* **Vorliegender Text**
Gegen AfD und „die Deutschen“:
Götz Alys Philippika im Thüringer Landtag Der Historiker Götz Aly hielt
am 25. Januar 2019 vor dem Landtag in Thüringen eine Rede zum Tag der Befreiung
des Konzentrationslagers Auschwitz-Birkenau. Dabei setzte zu einem Rundschlag
an, bei dem niemand verschont blieb: Die AfD, namenlich Höcke und Gauland nicht,
die Wehrmacht nicht, die deutschen Protestanten nicht und überhaupt die „vielen
Zehnmillionen Deutschen“ blieben nicht verschont, die ein „Werk des Hasses, der
Zerstörung und Selbstzerstörung“ vollbracht hätten. „Sie hatten Hitler gewählt,
bejubelt oder geduldet und für ihn gekämpft.“ Selbst „hochgeblidete, feinsinnige
Männer und Frauen“ seien „aus freien Stücken zu Helfern und Exekutoren der
Barbarei“ geworden. 18 Millionen Deutsche Männer seien von der Wehrmacht
mobilisiert worden, „um zerstörend, raubend und mordend über Europa
herzufallen“.

* **Aufgabenstellung**
Kannst du den Text über Götz Alys Rede im Thüringer Landtag aufgreifen und nach seinem letzten Satz weiterschreiben?

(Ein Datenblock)
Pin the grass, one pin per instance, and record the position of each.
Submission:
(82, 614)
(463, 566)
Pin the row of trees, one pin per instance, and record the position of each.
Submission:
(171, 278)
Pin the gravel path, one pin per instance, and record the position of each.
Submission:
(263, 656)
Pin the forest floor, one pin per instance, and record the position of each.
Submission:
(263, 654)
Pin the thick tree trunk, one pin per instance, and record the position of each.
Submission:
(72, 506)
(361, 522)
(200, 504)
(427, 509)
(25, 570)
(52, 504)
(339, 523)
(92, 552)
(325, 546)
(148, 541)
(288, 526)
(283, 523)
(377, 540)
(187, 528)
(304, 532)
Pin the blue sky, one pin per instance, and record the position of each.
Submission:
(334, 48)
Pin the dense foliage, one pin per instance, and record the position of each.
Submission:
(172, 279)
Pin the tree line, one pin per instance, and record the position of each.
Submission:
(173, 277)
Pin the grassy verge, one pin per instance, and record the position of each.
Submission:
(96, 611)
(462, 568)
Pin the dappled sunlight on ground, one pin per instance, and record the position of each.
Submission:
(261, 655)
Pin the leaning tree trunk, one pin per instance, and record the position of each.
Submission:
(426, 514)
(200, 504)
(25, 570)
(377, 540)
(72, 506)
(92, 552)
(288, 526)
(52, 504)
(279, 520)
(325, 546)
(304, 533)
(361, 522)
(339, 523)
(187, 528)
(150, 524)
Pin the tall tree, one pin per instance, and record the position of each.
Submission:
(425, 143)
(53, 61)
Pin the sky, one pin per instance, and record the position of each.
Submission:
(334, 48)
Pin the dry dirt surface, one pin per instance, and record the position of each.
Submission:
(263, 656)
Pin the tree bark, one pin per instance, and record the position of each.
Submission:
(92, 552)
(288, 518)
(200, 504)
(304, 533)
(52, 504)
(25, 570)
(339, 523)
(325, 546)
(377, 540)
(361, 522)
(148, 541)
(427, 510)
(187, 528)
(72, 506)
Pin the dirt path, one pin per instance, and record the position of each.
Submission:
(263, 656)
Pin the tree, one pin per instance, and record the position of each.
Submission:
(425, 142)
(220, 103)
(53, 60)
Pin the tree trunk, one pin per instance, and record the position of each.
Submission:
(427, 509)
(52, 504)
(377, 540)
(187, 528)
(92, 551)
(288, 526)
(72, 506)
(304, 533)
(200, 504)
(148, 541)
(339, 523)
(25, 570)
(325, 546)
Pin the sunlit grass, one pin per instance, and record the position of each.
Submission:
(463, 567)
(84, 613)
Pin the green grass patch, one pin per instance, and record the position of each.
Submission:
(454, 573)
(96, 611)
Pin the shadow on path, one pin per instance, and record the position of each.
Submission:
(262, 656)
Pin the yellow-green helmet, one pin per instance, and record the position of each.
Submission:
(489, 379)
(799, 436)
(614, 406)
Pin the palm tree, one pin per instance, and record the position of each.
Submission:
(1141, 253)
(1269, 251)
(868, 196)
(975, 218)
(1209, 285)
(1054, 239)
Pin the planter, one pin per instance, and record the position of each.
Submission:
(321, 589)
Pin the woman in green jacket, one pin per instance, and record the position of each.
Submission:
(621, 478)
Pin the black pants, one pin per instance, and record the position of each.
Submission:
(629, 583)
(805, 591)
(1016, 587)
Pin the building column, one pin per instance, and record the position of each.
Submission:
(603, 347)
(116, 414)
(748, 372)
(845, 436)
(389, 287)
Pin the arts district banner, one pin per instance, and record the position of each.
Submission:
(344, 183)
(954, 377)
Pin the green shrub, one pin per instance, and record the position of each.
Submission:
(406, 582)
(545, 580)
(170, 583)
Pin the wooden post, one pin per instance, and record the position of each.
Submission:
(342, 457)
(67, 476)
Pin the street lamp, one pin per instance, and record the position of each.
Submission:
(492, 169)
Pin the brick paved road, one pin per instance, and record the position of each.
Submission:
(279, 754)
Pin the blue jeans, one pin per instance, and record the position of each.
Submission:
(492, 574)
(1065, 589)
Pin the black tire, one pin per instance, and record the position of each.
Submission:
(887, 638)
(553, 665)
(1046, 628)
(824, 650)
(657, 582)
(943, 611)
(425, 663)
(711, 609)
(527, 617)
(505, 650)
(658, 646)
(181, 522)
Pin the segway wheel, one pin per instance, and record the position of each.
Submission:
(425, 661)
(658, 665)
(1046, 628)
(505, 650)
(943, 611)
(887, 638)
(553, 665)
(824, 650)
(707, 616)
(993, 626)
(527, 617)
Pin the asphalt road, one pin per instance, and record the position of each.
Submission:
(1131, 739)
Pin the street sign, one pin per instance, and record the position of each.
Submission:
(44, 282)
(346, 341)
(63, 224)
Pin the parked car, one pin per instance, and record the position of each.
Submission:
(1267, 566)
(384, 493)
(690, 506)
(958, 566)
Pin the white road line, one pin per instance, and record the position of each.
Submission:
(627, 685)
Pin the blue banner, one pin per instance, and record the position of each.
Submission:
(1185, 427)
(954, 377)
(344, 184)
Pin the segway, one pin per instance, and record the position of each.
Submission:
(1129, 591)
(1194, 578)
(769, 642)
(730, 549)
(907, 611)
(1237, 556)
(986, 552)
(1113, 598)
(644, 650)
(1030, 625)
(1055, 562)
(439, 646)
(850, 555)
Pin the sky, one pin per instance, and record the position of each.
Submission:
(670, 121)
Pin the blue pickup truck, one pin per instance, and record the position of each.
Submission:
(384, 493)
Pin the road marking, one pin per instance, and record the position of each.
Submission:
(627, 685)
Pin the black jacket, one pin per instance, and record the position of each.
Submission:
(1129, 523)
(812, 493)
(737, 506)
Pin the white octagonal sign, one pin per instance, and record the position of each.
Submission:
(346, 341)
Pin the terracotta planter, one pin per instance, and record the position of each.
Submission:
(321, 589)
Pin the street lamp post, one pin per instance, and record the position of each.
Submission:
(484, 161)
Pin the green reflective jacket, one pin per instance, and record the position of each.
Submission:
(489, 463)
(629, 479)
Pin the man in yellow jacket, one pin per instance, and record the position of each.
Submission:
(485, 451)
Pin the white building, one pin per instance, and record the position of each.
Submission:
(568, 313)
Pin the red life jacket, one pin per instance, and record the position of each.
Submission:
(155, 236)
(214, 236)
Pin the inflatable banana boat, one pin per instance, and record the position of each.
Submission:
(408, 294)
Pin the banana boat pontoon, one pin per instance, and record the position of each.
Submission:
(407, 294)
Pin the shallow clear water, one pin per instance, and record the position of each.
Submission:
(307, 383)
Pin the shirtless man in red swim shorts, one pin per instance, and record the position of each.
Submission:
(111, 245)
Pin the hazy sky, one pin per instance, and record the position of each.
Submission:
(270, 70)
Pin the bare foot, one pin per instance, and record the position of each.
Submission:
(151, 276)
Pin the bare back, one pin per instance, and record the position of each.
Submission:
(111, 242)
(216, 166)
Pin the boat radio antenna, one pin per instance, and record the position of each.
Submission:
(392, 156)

* **Die Ausgabe**
Im Grunde hängt der Historiker
hier den Deutschen einmal mehr die Kollektivschuld an. Denn er erwähnt
buchstäblich keinen einzigen nichtjüdischen Deutschen, der irgendwie nicht
mitgemacht hätte und sich nicht in Schuld verstrickt hätte. Auch wenn der
Holocaust-Gedenktag unmittelbar bevorsteht: Darf man so schwarz-weiß malen?
Seine Rede über die
Schlechtigkeit der Deutschen und namentlich auch der Wehrmacht wird dem
Gastgeber, Ministerpräsident Bodo Ramelow, gefallen haben. Götz Aly beklagt auch
die hohen Opferzahlen bei der Roten Armee, neben den Gefallenen seien „mehr als
zwei Millionen (…) in deutscher Gefangenschaft vorsätzlich ermordet worden,
zumeist mit dem Mittel des Hungers“.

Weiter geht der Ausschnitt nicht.